Lay out the material as a numbered list, beginning with its first line and ending with the line containing "[257, 47, 331, 67]", both included, and leave out blank lines and pictures.

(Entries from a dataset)
::::

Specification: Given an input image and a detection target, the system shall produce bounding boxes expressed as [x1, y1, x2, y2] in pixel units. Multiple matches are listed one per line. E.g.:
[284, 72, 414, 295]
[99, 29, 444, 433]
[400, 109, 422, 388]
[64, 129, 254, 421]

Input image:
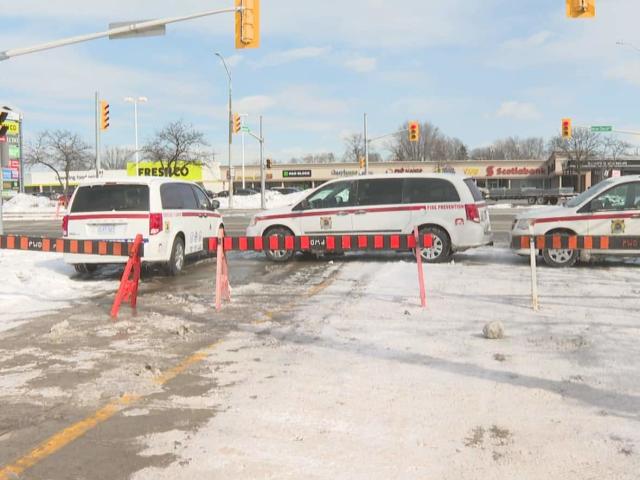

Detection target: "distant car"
[271, 187, 301, 195]
[233, 188, 260, 196]
[247, 173, 493, 263]
[511, 175, 640, 267]
[62, 177, 222, 275]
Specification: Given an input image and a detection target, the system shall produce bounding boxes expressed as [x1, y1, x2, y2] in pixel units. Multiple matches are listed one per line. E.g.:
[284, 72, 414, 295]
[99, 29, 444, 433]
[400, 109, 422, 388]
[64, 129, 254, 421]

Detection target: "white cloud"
[344, 57, 378, 73]
[496, 101, 542, 120]
[257, 47, 331, 67]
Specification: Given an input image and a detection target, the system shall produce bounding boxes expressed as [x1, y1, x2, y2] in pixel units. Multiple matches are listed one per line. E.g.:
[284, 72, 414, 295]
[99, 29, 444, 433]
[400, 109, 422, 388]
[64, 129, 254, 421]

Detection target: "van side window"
[160, 183, 199, 210]
[402, 178, 460, 203]
[294, 182, 356, 210]
[358, 178, 402, 205]
[191, 185, 211, 210]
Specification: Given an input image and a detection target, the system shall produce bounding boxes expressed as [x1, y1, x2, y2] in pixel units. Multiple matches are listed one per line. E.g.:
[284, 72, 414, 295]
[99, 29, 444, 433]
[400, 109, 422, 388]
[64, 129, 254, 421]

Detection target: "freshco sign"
[486, 165, 545, 177]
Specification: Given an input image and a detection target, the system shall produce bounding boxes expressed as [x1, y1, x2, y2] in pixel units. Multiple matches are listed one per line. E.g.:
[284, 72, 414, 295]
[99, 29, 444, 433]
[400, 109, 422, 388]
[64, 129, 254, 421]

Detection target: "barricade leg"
[413, 227, 427, 308]
[529, 224, 540, 312]
[216, 229, 231, 311]
[111, 235, 142, 320]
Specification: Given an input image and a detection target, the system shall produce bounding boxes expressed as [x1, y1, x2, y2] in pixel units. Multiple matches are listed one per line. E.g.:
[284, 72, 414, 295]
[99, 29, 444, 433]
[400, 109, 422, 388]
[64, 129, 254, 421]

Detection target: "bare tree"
[100, 147, 135, 170]
[25, 130, 95, 196]
[142, 120, 208, 176]
[343, 133, 364, 163]
[549, 128, 602, 191]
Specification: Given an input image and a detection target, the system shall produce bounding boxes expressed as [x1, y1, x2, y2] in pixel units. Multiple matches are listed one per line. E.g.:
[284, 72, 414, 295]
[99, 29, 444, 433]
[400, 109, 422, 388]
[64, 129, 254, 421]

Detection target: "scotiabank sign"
[486, 165, 547, 177]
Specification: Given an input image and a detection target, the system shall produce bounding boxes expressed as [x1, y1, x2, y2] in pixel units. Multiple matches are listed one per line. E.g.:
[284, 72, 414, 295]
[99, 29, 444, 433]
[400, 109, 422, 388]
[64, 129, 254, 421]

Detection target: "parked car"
[62, 177, 222, 275]
[271, 187, 300, 195]
[511, 175, 640, 267]
[247, 174, 492, 262]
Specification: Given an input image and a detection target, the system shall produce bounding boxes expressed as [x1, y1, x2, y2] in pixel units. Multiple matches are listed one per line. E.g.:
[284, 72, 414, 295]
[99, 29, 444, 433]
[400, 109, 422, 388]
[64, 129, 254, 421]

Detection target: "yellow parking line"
[0, 340, 222, 480]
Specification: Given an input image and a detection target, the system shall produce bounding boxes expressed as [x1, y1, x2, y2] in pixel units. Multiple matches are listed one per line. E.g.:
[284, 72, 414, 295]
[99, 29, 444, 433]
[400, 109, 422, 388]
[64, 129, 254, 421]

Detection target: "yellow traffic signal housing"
[562, 118, 571, 138]
[566, 0, 596, 18]
[100, 100, 109, 131]
[235, 0, 260, 48]
[233, 113, 242, 133]
[409, 122, 420, 142]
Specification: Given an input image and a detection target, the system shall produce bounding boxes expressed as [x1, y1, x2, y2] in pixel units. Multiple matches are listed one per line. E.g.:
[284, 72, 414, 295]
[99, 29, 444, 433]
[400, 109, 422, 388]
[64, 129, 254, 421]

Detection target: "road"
[5, 208, 522, 246]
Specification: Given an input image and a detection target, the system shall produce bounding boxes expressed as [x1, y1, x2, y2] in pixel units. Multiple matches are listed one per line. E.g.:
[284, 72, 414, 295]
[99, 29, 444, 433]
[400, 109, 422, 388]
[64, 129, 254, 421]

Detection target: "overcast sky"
[0, 0, 640, 163]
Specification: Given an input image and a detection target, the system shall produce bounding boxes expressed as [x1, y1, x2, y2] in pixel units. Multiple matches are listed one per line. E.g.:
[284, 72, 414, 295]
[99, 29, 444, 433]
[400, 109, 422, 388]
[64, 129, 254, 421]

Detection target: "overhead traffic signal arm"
[235, 0, 260, 48]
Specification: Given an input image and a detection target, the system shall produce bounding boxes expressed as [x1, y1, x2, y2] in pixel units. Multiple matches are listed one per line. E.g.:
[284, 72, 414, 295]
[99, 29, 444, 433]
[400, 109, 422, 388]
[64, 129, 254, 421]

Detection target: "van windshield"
[71, 185, 149, 213]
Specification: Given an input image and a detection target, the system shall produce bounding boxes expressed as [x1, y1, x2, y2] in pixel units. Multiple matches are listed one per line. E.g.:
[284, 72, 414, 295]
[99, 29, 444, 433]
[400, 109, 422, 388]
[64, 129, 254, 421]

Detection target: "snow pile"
[3, 193, 58, 213]
[0, 250, 117, 331]
[216, 190, 311, 210]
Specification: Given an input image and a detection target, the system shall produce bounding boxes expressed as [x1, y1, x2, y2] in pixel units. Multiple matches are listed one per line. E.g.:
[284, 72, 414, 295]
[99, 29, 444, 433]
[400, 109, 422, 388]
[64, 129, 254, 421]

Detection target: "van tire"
[420, 226, 452, 263]
[263, 227, 296, 263]
[73, 263, 98, 275]
[165, 236, 185, 277]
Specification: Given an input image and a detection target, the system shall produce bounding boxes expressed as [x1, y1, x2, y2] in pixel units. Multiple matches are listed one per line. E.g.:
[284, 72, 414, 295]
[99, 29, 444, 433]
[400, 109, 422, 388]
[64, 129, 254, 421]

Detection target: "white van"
[247, 174, 492, 262]
[511, 175, 640, 267]
[62, 178, 222, 275]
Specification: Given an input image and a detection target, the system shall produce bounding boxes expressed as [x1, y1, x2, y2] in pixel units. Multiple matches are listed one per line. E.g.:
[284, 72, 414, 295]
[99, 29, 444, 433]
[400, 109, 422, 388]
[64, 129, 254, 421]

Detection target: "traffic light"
[566, 0, 596, 18]
[409, 122, 420, 142]
[233, 113, 242, 133]
[100, 100, 109, 131]
[562, 118, 571, 138]
[235, 0, 260, 48]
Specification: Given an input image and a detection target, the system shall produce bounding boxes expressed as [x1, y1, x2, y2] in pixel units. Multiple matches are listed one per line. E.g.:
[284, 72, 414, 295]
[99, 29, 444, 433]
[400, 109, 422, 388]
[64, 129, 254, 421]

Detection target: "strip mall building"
[25, 154, 640, 192]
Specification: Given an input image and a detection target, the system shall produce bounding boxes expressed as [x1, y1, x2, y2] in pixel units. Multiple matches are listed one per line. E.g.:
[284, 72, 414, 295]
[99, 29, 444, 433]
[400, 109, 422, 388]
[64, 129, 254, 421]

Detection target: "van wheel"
[166, 237, 184, 277]
[542, 248, 580, 268]
[73, 263, 98, 275]
[420, 227, 451, 263]
[264, 227, 295, 262]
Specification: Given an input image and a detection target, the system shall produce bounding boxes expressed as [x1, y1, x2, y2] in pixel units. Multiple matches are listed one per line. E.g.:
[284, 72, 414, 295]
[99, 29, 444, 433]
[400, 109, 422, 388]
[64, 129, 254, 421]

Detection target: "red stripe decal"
[69, 213, 149, 221]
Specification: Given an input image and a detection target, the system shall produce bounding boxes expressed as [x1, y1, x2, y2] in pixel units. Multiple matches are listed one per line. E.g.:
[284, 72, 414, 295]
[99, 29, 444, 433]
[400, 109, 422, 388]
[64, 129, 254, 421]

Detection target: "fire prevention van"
[62, 178, 222, 275]
[247, 173, 492, 262]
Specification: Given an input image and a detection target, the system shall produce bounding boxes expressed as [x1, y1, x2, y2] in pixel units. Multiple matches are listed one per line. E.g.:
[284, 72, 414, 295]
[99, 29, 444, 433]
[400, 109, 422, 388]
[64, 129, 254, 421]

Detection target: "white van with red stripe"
[62, 177, 222, 275]
[511, 175, 640, 267]
[247, 174, 492, 262]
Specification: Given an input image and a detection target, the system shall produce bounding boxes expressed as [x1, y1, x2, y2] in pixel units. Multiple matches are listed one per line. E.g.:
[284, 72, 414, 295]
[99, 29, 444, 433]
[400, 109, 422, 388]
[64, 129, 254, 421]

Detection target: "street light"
[215, 52, 233, 208]
[124, 97, 148, 176]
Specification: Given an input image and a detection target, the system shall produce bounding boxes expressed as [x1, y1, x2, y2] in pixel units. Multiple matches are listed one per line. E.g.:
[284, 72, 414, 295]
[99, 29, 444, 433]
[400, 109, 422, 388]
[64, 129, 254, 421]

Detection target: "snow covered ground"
[0, 250, 117, 331]
[132, 248, 640, 480]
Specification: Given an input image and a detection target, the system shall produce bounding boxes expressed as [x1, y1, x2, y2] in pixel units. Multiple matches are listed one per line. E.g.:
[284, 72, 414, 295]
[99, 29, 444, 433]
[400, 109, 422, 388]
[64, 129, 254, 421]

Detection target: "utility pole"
[364, 113, 369, 175]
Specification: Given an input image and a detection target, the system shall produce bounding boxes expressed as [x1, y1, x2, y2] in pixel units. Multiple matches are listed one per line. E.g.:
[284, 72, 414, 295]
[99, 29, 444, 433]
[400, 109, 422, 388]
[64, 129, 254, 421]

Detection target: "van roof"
[78, 177, 194, 187]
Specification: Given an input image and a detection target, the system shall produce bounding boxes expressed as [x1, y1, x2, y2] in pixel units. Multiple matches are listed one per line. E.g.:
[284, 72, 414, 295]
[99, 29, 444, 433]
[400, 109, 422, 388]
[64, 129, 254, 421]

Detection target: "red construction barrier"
[111, 234, 143, 319]
[216, 228, 231, 311]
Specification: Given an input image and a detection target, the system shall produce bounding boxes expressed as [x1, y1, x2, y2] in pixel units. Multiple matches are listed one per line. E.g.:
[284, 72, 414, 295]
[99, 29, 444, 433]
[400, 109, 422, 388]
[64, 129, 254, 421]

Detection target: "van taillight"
[464, 203, 480, 223]
[149, 213, 162, 235]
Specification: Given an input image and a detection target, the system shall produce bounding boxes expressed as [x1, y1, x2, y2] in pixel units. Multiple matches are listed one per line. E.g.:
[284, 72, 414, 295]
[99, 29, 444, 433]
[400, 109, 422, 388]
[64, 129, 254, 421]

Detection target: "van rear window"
[464, 178, 484, 202]
[71, 185, 149, 213]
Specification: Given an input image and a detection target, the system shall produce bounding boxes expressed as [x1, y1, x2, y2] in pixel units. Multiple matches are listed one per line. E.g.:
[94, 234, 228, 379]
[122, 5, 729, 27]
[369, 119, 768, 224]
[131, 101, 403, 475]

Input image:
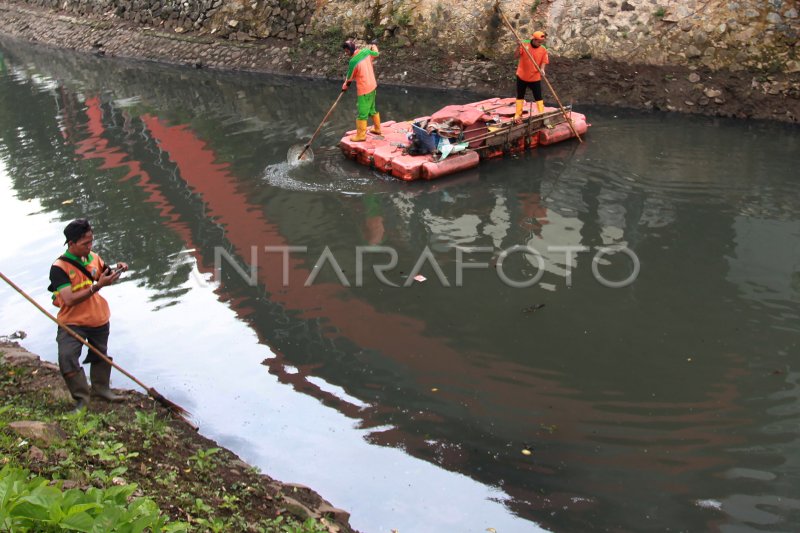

::::

[ANSWER IN FULL]:
1. Specification: Given an input image and a detection target, the system shall produce bounding boxes expressed as [x1, y1, x2, y2] in pixel units. Multiple matches are listed one per line. E.g.:
2. [284, 72, 414, 295]
3. [99, 29, 444, 433]
4. [400, 109, 422, 388]
5. [64, 129, 254, 421]
6. Input image:
7. Detection target: "distant car"
8. [271, 187, 301, 195]
9. [233, 188, 260, 196]
10. [247, 173, 493, 263]
11. [511, 175, 640, 267]
12. [62, 177, 222, 275]
13. Specification: Given an input image and a detection target, the system shall produce bounding boxes expressed as [x1, y1, x2, y2] in pixel units. Multiple matches are listed one per line. E.g.:
14. [284, 72, 414, 295]
15. [99, 29, 444, 433]
16. [400, 109, 422, 388]
17. [64, 129, 254, 421]
18. Detection target: "white cloud"
19. [344, 57, 378, 73]
20. [496, 101, 542, 120]
21. [257, 47, 331, 67]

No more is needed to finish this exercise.